---------- TEXT TO READ ----------
I also can up many pounds of cheese (see my book Growing and Canning Your Own Food for directions) and I keep a few #10 cans of dehydrated cheese blend powder on hand in both my kitchen and pantry.
I buy my baking powder in large, restaurant-sized cans. I remove about a cup to store in the kitchen, then freeze the rest. Frozen, it retains its leavening powers much longer than if left out at room temperature.
Likewise, I buy yeast in one-pound bags, taking about a cup out to keep in the fridge, then freezing the rest. Should things start looking dicey, I’d recommend buying another pound as I go through a pound in six months. You can always make sourdough starter and bake sourdough breads, but yeast is nice to have around, too.
I keep a pound of baking soda and several pounds of iodized salt in the pantry all the time. Baking soda keeps its leavening power when stored at room temperature. I also keep several pounds of pickling salt around for pickling, as regular salt can darken pickled foods.
When storing dry foods in your pantry, remember to protect against mice. I lost some of my dry foods when mice decided to come into the cabin for the winter. They chewed through the bottoms of a few of my gallon plastic jars. That’s why glass or tin storage jars are much better.
Gardening
No matter where your survival retreat is, you need to keep your garden ready at all times. This means keeping the weeds down, tilling in rotted manure every spring, and keeping the garden fenced with 6-foot-high fence to keep out the deer. If you have a lot of rabbits and other small, hungry critters, line the bottom two feet with 1-inch chicken wire. I’ve seen cottontails run right through 2×4-inch or larger fencing.
Keep your garden either in use or tilled up twice a year, spring and fall. You don’t know when you may need to plant it, and gasoline for your tiller will most likely be scarce. If your garden has been plowed/tilled in the fall, with rotted manure worked in, it’ll require little work in the spring to get it ready to plant. About a gallon of gas will till our one-acre main garden, if it has been worked up in the fall. If not, it will most likely take three times that amount of gas.
You’ll need to grow potatoes, carrots, corn, rutabagas, turnips, tomatoes, squash, beans (both snap beans and dry beans), cabbage, peppers, greens, and herbs, at the minimum.
Once the garden has been tilled and planted, it is an easy matter to mulch it deeply as the plants grow in size, so you’ll have to do no further tilling and very little weeding. Hand-weed the rows, then mulch them deeply with leaves, pine straw, straw, or non-seedy hay which has never been sprayed with chemicals.
----------
— WRITTEN REQUEST —
Continue the text on stocking a pantry and keeping a garden at a survival retreat, beginning after its final sentence about mulching the rows.
---------- DATASET ----------
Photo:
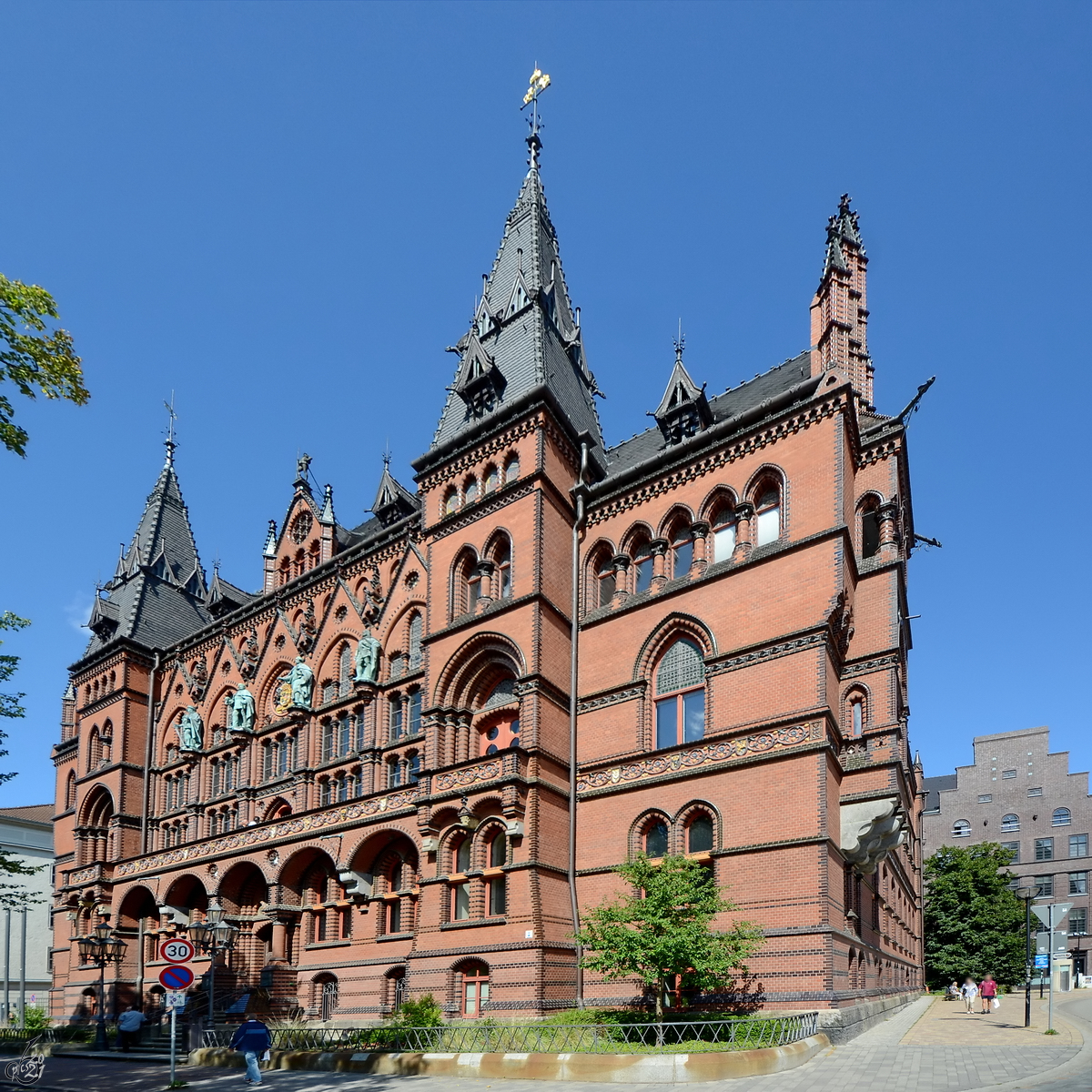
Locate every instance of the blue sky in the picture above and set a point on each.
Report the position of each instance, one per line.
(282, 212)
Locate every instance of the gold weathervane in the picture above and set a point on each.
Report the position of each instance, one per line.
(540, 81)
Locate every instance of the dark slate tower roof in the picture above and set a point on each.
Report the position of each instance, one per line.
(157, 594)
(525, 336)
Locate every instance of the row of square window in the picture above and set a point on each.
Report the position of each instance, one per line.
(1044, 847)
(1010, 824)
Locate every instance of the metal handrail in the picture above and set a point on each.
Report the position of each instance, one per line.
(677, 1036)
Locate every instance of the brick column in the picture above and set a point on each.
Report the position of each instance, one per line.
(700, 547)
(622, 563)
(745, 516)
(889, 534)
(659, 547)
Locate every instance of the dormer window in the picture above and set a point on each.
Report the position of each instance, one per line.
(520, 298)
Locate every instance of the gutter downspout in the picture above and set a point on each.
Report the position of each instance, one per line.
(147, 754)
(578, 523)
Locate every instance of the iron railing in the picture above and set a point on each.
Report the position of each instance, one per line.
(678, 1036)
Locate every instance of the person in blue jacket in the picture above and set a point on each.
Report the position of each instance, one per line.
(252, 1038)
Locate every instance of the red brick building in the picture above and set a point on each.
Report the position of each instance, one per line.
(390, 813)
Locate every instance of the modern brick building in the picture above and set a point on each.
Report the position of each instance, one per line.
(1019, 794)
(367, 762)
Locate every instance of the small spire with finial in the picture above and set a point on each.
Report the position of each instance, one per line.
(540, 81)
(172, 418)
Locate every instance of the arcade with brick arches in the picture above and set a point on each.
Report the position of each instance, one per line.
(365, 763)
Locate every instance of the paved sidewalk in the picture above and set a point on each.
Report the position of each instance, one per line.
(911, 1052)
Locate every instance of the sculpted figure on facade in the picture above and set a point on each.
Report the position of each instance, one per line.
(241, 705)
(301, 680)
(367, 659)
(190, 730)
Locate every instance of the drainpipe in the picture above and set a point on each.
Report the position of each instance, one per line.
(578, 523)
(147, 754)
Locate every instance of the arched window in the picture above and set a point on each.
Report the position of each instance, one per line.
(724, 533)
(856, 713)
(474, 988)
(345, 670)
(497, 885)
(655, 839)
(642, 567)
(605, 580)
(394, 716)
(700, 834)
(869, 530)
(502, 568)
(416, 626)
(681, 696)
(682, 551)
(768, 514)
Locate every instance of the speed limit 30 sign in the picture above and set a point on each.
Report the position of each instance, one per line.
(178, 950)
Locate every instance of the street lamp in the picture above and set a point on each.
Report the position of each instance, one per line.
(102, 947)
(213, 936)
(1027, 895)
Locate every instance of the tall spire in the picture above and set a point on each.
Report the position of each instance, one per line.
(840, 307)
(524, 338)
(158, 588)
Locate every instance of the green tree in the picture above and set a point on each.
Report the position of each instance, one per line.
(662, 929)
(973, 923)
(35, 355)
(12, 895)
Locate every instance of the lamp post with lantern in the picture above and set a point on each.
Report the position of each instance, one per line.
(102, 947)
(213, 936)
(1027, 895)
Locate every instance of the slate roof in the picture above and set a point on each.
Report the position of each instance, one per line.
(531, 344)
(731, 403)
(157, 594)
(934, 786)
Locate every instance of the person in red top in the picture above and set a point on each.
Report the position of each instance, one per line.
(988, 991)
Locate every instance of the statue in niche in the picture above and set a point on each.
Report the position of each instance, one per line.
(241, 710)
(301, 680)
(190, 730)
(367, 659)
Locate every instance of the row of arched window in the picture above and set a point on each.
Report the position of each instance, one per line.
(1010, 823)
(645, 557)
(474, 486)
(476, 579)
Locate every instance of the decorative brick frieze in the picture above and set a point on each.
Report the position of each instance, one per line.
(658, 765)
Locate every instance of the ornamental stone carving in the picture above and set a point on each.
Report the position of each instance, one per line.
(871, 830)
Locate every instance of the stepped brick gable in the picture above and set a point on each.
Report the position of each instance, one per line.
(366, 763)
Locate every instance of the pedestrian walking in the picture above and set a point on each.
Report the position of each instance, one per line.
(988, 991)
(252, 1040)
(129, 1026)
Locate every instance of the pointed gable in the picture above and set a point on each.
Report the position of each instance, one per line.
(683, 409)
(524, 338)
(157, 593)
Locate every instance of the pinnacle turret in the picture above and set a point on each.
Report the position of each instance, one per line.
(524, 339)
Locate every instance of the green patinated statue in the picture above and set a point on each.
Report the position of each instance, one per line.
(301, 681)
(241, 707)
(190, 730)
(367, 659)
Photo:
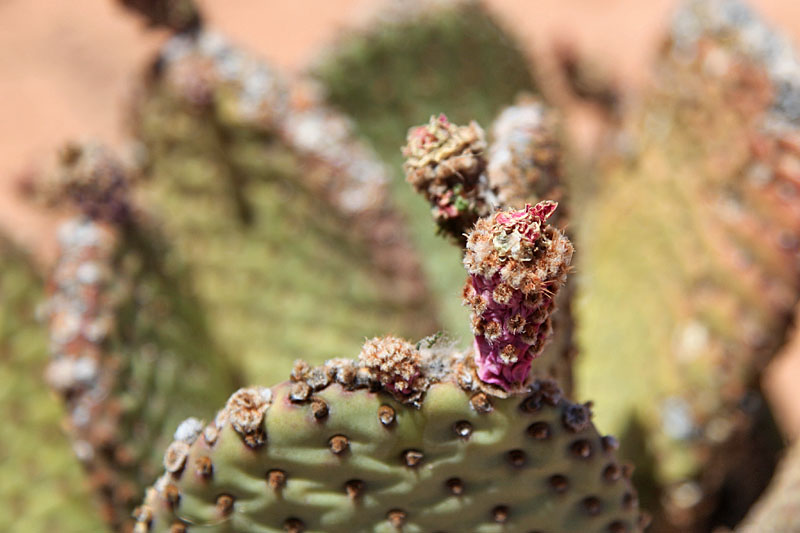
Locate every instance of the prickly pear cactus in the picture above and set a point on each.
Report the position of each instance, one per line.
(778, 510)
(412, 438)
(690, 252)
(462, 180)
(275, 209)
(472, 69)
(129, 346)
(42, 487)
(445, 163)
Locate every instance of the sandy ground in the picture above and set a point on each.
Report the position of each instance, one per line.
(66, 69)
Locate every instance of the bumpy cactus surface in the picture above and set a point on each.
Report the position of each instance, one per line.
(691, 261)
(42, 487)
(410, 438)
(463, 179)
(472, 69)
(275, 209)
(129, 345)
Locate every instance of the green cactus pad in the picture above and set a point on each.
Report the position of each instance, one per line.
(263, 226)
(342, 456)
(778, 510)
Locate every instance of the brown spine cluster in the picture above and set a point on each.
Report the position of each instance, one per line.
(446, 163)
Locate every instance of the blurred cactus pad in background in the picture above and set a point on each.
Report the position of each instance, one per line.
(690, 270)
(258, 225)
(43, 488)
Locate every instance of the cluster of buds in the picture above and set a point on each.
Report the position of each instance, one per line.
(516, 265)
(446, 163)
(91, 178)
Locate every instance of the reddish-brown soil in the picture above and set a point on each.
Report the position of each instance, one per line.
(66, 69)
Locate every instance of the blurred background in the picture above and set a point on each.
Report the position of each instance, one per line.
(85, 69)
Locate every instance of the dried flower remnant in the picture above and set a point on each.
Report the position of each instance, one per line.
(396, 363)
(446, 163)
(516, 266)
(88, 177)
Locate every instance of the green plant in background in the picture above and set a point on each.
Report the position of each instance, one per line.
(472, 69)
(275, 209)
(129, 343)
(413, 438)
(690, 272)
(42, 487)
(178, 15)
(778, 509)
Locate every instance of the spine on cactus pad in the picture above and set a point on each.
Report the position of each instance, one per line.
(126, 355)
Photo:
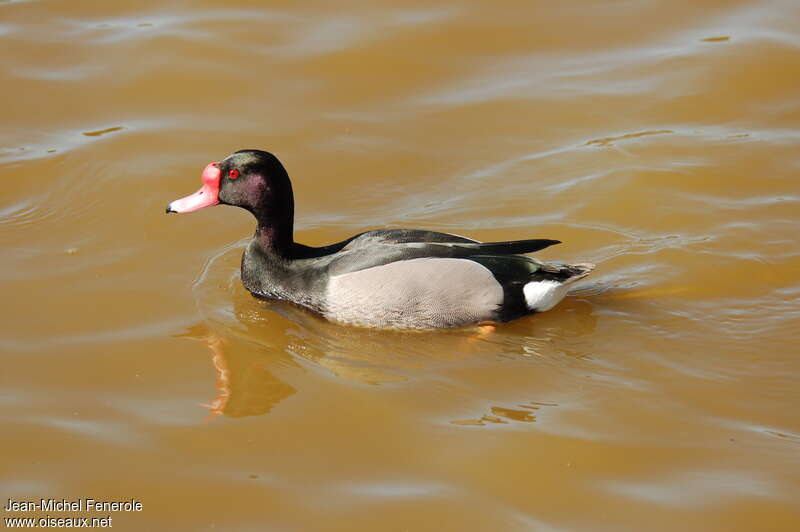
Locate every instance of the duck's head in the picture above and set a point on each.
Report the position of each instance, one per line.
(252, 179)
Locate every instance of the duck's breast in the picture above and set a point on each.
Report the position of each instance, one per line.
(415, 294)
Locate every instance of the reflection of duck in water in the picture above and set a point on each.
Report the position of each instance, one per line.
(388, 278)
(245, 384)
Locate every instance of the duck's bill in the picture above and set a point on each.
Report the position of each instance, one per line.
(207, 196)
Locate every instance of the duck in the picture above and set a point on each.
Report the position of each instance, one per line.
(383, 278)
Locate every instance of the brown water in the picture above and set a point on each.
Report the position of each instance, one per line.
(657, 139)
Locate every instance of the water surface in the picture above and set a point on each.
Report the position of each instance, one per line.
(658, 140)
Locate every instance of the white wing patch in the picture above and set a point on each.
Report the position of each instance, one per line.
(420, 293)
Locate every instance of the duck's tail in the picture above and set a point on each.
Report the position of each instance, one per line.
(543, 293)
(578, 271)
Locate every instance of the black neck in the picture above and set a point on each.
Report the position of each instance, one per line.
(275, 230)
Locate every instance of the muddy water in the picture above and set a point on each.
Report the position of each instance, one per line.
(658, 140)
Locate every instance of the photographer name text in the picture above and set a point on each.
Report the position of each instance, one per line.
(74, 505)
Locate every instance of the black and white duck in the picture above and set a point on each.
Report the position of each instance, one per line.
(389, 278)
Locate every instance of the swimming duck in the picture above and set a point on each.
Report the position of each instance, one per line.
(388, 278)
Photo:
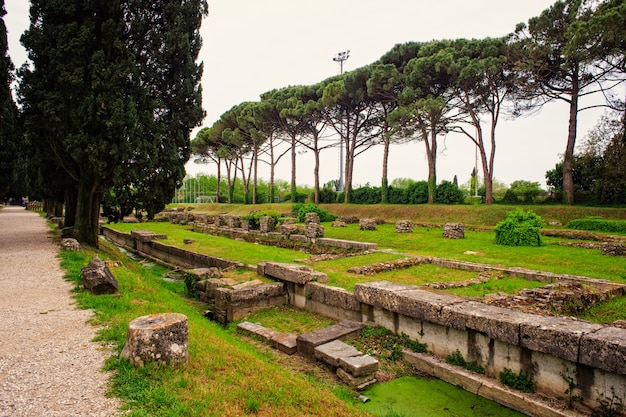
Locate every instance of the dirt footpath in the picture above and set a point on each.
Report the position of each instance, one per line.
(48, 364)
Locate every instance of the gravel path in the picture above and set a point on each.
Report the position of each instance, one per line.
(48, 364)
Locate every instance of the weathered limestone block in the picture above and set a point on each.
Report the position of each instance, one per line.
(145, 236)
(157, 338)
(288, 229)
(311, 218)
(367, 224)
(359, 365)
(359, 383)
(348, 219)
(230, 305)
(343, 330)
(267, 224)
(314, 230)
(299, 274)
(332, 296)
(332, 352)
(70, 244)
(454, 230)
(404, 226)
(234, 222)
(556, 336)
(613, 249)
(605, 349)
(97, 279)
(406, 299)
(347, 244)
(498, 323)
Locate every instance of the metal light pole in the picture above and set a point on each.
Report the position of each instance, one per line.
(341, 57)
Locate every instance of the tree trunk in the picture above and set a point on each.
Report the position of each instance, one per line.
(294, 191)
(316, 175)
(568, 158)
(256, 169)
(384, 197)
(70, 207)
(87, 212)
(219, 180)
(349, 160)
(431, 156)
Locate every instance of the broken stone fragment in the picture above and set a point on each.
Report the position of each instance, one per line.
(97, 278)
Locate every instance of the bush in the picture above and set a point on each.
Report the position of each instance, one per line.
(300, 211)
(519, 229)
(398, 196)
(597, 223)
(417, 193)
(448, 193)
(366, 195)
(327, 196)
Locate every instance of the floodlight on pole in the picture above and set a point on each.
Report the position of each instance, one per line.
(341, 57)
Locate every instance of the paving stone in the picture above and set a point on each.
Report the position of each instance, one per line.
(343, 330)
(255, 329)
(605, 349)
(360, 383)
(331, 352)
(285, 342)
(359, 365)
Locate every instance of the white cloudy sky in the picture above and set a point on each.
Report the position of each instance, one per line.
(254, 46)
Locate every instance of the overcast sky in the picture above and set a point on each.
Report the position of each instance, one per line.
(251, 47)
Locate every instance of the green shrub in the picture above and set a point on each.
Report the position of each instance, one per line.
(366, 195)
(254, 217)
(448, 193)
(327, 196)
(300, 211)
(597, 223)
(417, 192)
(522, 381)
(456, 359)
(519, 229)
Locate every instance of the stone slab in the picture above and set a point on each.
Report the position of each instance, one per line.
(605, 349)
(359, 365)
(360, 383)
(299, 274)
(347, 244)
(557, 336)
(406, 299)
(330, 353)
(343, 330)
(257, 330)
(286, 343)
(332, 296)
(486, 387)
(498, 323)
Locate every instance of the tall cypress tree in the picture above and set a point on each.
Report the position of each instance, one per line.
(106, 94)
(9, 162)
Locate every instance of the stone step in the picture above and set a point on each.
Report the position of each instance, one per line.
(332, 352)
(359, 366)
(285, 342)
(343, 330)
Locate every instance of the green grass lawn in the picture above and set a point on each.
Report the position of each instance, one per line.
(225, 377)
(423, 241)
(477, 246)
----------
— RESPONSE BELOW —
Watering can be a problem if you need electricity to draw water from a well. Instead, think about using a 12-volt pump, powered by a deep-cycle battery, charged via a solar panel, to pull water from a nearby creek, river, or pond; building a simple hydraulic ram pump to bring water from a spring, creek, or river; or even carrying water in five gallon buckets, then watering row by row with a tin can with holes punched in the bottom. Been there, done that, but I wouldn’t recommend it.
On our Montana homestead, we were lucky and had a good, strong spring above our garden. We had running water right to the garden, although not enough pressure to use a sprinkler; we watered by hand-held hose.
Here in Minnesota, we water using a gasoline pump in our spring basin. During tough times, we can switch to using our new shallow well with its 110-volt pump and several garden hoses. Again, the pump will run off of our battery bank, charged with our solar array and wind charger.
As well as gardening, consider planting an orchard and other permanent crops while you can. Our little one-acre orchard is now six years old and is really starting to produce lots of fruit. In tough times, you’ll be so very glad you have your own fruit as well as berries, rhubarb, and asparagus.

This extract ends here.